Point localization data:
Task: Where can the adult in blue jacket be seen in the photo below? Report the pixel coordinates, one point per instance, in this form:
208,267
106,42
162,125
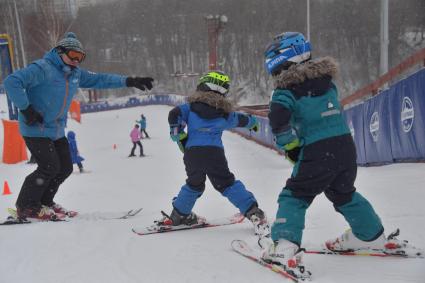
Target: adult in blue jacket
206,115
43,92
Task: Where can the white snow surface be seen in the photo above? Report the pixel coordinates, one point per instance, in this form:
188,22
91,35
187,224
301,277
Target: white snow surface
108,251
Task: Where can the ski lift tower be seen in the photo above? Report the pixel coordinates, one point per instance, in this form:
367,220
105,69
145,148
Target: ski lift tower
215,25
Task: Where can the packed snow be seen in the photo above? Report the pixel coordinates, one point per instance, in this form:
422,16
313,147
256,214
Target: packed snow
90,250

**Problem description:**
Return every line of the preceding records in which the word "above" appears.

**Output for this exercise:**
Task: Where can the white snow surface be seen in the photo above? Report the pixel coordinates, one point per instance, in this form:
Task: Where can the ski lift tower be seen in the photo above? Report the pixel coordinates, one point per instance, in this form:
Task: Where can the packed snow be seen in the photo above? Report the pixel coordinates, one point per instance, in this form:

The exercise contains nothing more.